=== SOURCE DATA ===

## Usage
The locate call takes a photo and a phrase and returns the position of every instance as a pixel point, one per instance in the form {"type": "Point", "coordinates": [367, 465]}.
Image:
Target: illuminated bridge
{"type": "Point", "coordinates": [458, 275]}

===

_PROBLEM DESCRIPTION_
Copy the full listing exactly.

_RESPONSE_
## Usage
The locate call takes a photo and a phrase and returns the position of every instance as a pixel point, one per instance in the form {"type": "Point", "coordinates": [367, 465]}.
Image:
Target: illuminated bridge
{"type": "Point", "coordinates": [458, 275]}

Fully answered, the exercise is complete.